• [Supplied passage]
####

For thousands of years, parasitic worms have held back human progress. Disease caused by the most common of these infections — roundworm, hookworm, whipworm and schistosomiasis — have stymied human health, causing pain, stealing nutrients, and stunting physical and cognitive growth in children, preventing them from reaching their full potential. Worm infections have influenced the outcomes of wars, and they have stalled economic development. Not only do children with worms miss more school than their peers, but adults who grow up without access to treatment earn less money over the course of their lifetimes. And yet, intestinal worms are mind-blowingly easy to treat. Low-cost deworming pills, given once or twice a year, treat existing worms and protect against new infections. Still, 1.5 billion people in the world are at risk of infection — 600 million of them in Africa.
The END Fund imagines a world without disease caused by worms. Their Audacious vision is to help accelerate the movement already taking place across Africa to ensure that families, communities and economies can thrive in the absence of parasitic worm infections. By looking at the problem of delivering deworming treatment through a systems lens and bringing together all the right partners to make programs most effective, they will empower local stakeholders — from heads of households to heads of state — with a path toward owning effective, sustainable deworming programs. This project will amplify progress towards ending disease caused by parasitic worm infections and help ensure that all children are able to grow up free of worms.

####

Entries from a dataset:
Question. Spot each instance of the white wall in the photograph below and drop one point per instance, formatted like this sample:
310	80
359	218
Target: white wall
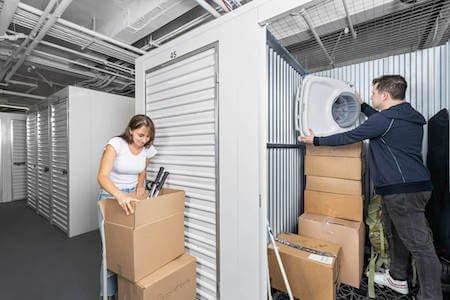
6	155
94	118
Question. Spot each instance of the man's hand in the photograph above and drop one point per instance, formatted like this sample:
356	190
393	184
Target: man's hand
308	139
359	98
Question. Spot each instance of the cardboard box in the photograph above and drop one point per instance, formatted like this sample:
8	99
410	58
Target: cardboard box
348	234
352	150
310	276
334	185
349	207
141	243
174	281
336	167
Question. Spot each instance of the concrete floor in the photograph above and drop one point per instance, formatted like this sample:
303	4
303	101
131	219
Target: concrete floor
39	262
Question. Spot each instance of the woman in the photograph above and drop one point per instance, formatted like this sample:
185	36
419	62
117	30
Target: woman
122	171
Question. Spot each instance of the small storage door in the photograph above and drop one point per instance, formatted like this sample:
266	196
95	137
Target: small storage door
59	164
32	198
19	156
181	99
44	207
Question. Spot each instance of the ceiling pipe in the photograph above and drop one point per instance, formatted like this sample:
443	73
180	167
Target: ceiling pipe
208	8
15	107
315	34
17	82
33	32
85	30
28	16
11	93
222	5
52	19
349	20
7	14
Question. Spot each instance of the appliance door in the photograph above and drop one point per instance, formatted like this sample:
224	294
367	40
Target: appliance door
325	105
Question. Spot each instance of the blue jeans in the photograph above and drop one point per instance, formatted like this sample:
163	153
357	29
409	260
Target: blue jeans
111	281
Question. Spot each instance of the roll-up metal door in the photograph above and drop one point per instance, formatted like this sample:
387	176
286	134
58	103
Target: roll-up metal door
285	157
181	98
43	154
59	164
19	157
32	199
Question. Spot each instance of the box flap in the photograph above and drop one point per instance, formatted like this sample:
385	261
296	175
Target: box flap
309	243
352	150
330	220
169	202
175	265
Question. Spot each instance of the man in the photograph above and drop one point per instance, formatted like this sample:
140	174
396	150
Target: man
399	176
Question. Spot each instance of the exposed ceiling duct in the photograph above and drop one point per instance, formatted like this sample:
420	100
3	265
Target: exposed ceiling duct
382	28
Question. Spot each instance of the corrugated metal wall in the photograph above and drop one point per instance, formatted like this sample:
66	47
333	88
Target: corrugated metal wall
285	165
426	71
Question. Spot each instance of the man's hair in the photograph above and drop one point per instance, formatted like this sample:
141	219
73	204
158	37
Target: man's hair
395	85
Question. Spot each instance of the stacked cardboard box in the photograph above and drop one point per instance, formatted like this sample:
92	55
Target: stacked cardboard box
146	249
334	204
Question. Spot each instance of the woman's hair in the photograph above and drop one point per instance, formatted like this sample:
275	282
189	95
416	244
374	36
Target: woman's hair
137	122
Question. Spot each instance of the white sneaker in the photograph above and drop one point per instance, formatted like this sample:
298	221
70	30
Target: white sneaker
385	279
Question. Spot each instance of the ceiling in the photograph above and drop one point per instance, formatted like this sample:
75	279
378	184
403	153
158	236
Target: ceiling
92	44
351	31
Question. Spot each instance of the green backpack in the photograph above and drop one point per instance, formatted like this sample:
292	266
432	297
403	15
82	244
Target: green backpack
379	255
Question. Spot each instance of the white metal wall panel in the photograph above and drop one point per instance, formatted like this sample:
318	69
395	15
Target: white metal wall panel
426	71
181	100
43	155
59	164
32	199
285	158
19	157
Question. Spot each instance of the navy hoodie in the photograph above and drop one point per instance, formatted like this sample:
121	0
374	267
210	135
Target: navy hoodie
395	148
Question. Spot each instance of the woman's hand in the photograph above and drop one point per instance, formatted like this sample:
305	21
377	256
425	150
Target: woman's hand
140	192
125	203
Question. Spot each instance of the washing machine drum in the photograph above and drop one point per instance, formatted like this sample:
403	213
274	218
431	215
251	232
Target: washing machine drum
325	105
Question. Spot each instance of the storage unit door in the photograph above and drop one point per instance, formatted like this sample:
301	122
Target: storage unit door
32	198
44	207
19	156
181	99
59	165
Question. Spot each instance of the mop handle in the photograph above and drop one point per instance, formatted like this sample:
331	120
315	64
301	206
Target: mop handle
280	263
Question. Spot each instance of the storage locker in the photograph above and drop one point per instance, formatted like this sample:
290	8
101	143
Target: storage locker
259	162
72	127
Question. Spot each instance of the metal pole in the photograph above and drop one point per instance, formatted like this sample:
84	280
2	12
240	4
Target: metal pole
315	34
280	263
349	20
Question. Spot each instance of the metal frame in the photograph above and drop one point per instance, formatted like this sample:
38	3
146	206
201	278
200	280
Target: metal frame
57	100
214	46
12	156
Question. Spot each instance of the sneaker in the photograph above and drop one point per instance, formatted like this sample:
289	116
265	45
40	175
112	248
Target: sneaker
385	279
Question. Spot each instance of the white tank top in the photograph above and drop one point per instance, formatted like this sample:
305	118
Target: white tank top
127	166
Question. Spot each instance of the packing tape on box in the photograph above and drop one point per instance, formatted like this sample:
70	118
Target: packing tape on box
303	248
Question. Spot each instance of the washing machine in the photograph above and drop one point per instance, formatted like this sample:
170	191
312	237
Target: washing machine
325	105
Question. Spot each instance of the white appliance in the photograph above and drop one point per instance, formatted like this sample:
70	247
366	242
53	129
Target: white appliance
325	105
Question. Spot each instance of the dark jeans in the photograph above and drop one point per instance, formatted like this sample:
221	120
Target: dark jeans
408	233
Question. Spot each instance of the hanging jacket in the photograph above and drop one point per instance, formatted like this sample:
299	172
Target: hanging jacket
395	148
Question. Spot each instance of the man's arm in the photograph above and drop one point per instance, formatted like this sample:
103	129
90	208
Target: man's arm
375	126
367	109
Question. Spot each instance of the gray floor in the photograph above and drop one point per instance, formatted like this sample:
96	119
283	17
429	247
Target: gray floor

####

• [How to complete this task]
Pick up the text on deworming in Africa after its final sentence and continue it. These entries were taken from a separate source.

• [Output below]
The END Fund will leverage drug donation from key pharmaceutical companies and coordinate with governments and partners to deliver them — at an average cost of less than 25 cents per child per year. Over the next six years, they will bring deworming treatment to almost 100 million people at risk in strategic countries, reversing the devastating impact worms have on individuals and communities. At the same time, they will support innovative partnerships to increase access to clean water, sanitation and hygiene education to stop worm eggs from contaminating soil, water and food. They will leave no one behind in this effort, reaching at-risk demographics often overlooked in treatment, like young children and women of reproductive age. They will cultivate locally-sourced, long-term and sustainable investment in deworming programs by building new capacity with local stakeholders. All of this will be done in support of existing government programs, helping them reach full scale with a roadmap toward local ownership.
Since 2012, The END Fund has teamed up with dozens of partners around the world — from local and international organizations to governments — to deliver over 740 million treatments for neglected tropical diseases in 30 countries. In Rwanda, for example, there was no deworming program a little over ten years ago. With private sector investment and the END Fund’s ongoing support in building technical and operational capacity, treatment programs have now been embedded across the health system. Today, the rate of worm infections has dropped to nearly zero in areas and the government of Rwanda has committed to taking over full funding of its deworming program. This success highlights the END Fund’s unique role as an innovator and connector, able to support a variety of partners and programs to ensure sustainable impact. Through this role, the END Fund will boost the health of millions of individuals and support human prosperity for years to come.
Ellen Agler has worked for almost three decades to stop the suffering caused by the most prevalent neglected tropical diseases, which affect more than 1.5 billion people around the world. Ellen has worked for over twenty years in humanitarian aid and international development, and was previously a journalist. Her recent book, Under the Big Tree: Extraordinary Stories from the Movement to End Neglected Tropical Diseases (with a foreword by Bill Gates) was published in January 2019 by Johns Hopkins University Press.